● Stated exercise 1
Translate this sentence from the article on CNN quantization into Spanish: "The preference for 8-bit quantization stems from native support on different edge devices."

● Excerpt provided

--------

See “From Theory to Practice: Quantizing Convolutional Neural Networks for Practical Deployment” for the previous article in this series.
Significant progress in Convolutional Neural Networks (CNNs) has focused on enhancing model complexity while managing computational demands. Key advancements include efficient architectures like MobileNet1, SqueezeNet2, ShuffleNet3, and DenseNet4, which prioritize compute and memory efficiency. Further innovations involve quantizing weights and activations to lower precision, leading to approaches like Binary Neural Networks5, XNOR-net6, Ternary weight networks7 and many others8-13.
The most common layers in CNNs are the convolution layer, batch-norm, activation, pooling and fully-connected layer. An example of a classifying CNN architecture is illustrated in Figure 1.
Figure 1. Overview of a 2D CNN
Quantization methods strike a balance between latency and accuracy, making them popular across diverse devices. Open-source tools like Pytorch, TFlite and ONNX now support 8-bit quantization for CNNs, addressing the critical need for portability and efficiency. While quantization schemes with fewer than 4 bits exhibit significant accuracy degradation and may not generalize well across different models, 8 and 4-bit quantization methods have become a popular choice. The preference for 8-bit quantization stems from native support on different edge devices. Table 1 summarizes the effects of quantization on model size and accuracy. The classification accuracy numbers are reported on the ImageNet dataset, and mostly show less than 1% drop in accuracy compared to the floating point version of the model14.
Network | FP32 Model Size |
Top 1% Accuracy | Quant (INT8) Model Size |
Top 1% Accuracy |
AlexNet | 233 MB | 54.8 | 58 MB | 54.68 |
VGG16 | 527.8MB | 72.38 | 132.0 MB | 72.32 |
InceptionV1 | 27 MB | 67.23 | 10 MB | 67.24 |
GoogleNet | 27 MB | 67.78 | 7 MB | 67.73 |
ResNet50 | 97.8 MB | 74.97 | 24.6 MB | 74.77 |
DenseNet | 32 MB | 60.96 | 9 MB | 60.2 |
SqueezeNet | 5 MB | 56.85 | 2 MB | 56.48 |
MobileNet V2 | 13.3 MB | 69.48 | 3.5 MB | 68.3 |
ShuffleNet V2 | 8.79MB | 66.35 | 2.28MB | 66.15 |
EfficientNet | 51.9 MB | 80.4 | 13.0 MB | 77.56 |
Table 1. Impact of 8-bit quantization on model size and accuracy14
Model Quantization
Model quantization techniques can be broadly classified into two main categories as shown in Figure 2.
Post-Training Quantization (PTQ)
This method quantizes a pre-trained model without retraining, offering a straightforward approach for quantizing the weights and the activations for deployment. Although PTQ can notably decrease model size, it may lead to some accuracy loss.
Quantization-Aware Training (QAT)

--------

(Position annotation listing)

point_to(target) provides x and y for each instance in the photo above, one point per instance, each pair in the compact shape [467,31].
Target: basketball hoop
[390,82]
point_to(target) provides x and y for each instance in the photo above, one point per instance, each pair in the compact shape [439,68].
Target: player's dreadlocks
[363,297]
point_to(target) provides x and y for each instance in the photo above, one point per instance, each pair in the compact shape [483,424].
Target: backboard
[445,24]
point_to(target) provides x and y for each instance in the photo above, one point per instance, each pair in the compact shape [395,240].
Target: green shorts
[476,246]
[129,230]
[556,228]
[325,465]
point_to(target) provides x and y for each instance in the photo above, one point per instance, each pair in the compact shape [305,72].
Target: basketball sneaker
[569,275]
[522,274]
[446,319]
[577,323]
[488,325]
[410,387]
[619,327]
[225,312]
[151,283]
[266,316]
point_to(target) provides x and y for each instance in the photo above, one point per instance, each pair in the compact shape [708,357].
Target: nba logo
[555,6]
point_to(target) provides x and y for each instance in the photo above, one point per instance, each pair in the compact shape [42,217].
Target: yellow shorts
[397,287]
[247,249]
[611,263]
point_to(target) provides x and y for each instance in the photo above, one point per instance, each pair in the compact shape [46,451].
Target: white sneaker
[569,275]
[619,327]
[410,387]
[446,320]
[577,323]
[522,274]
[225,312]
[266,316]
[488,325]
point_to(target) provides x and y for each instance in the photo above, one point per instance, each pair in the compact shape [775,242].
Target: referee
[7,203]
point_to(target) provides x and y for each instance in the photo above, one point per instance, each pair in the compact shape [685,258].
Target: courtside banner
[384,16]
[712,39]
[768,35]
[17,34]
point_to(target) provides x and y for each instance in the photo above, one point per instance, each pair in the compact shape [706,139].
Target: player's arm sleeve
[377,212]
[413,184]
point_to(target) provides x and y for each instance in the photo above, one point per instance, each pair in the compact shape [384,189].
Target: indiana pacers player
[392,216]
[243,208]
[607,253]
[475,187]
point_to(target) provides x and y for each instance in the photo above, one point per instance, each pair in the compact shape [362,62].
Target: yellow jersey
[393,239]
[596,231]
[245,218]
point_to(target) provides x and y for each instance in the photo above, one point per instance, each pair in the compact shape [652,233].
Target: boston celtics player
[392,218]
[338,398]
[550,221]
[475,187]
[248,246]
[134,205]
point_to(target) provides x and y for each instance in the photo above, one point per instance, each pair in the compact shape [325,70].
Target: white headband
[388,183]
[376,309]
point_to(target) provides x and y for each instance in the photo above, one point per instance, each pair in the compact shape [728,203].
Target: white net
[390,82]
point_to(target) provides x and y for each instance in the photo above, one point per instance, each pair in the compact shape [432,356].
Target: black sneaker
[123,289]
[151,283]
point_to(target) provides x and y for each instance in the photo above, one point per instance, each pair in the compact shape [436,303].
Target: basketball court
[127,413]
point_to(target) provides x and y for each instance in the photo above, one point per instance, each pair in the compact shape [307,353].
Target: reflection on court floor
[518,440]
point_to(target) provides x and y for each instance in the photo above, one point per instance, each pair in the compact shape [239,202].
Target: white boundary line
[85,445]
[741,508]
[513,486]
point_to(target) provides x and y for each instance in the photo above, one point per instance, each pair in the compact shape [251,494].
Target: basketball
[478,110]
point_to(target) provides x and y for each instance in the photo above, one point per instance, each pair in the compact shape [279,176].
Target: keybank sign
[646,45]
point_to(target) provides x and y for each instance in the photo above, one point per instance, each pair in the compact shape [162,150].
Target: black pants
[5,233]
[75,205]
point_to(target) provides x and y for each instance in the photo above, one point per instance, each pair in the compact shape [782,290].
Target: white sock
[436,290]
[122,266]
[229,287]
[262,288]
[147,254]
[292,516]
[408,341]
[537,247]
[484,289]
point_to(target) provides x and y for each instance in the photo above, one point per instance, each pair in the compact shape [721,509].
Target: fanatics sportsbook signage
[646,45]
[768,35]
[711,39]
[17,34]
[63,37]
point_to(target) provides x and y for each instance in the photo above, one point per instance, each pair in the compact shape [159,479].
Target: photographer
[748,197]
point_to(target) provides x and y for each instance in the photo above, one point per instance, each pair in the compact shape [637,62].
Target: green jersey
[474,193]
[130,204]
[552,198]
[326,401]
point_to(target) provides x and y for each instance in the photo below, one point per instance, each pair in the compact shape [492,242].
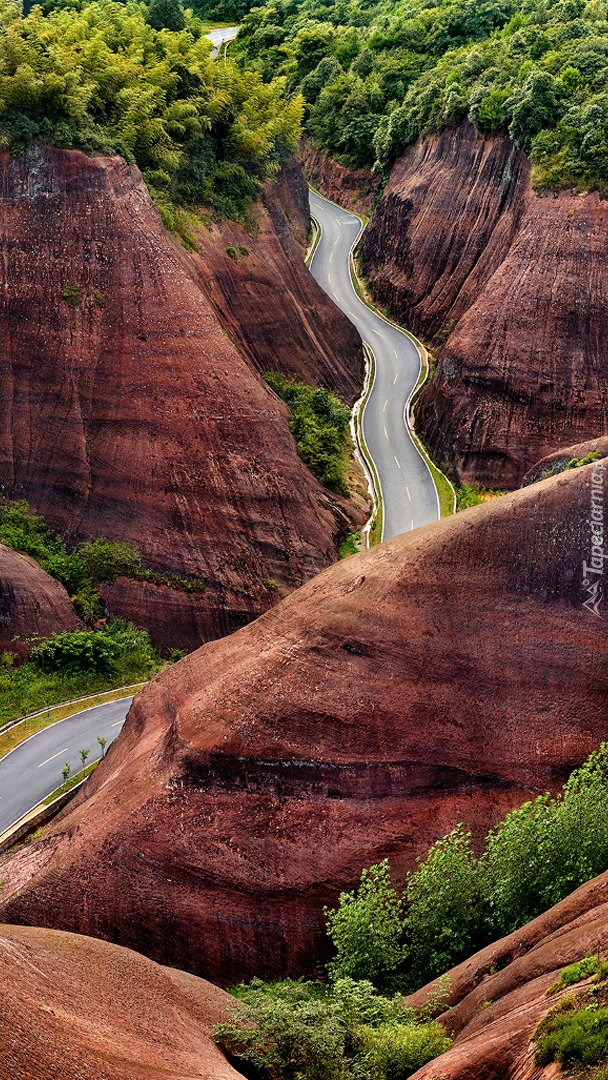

--------

● Stated exercise 2
Extract the stretch of the listing from the line containing "compact shape [307,353]." through the end of the listing, including both ends, and reproduce it line for line. Leave the picture out of your answer.

● Task result 1
La preferencia por la cuantización de 8 bits se debe al soporte nativo en distintos dispositivos de borde.

● Task result 2
point_to(target) provides x and y for each instance in the photo above, one point per instance, each pair in the compact shape [307,353].
Target: reflection on court floor
[518,440]
point_to(target) provides x and y for each instance in the photo above, one point per instance, each pair in the compact shape [239,202].
Target: white boundary line
[85,445]
[741,508]
[513,486]
point_to(target) provides x and y for each instance in the photo above, one point per instance, each pair in the compact shape [251,494].
Target: basketball
[478,110]
point_to(target) provides x and y for each instance in the photo above, one point per instance, each pair in the compact shape [279,176].
Target: keybank sign
[646,45]
point_to(target) provides x and y for each instance in the photo above, one point per instance, each pair in the compact shape [162,150].
Target: black pants
[5,233]
[75,205]
point_to(target) provides x and y for each instance in the photo above, one point per instance, each pair in the compact shape [782,290].
Target: white sock
[436,290]
[122,266]
[229,287]
[262,288]
[147,254]
[292,516]
[408,341]
[537,247]
[484,289]
point_to(target) provides x and y for each instance in the photo above, one point per instance, each pair in the compact shape [721,509].
Target: fanatics sportsbook signage
[646,45]
[768,35]
[711,39]
[17,34]
[63,37]
point_to(target) provides x and y for each instance in the photo above, one point per instance, each pair in the compact shape [159,479].
Target: photographer
[748,197]
point_to(target) provides x and y for each instance in the photo above, one point per instance, each pair in the compact shape [637,62].
Target: green jersey
[474,193]
[130,204]
[552,198]
[326,401]
point_to(target) provides x and y for each instance in the photo below, one point per instance, each pair in the compact shape [492,242].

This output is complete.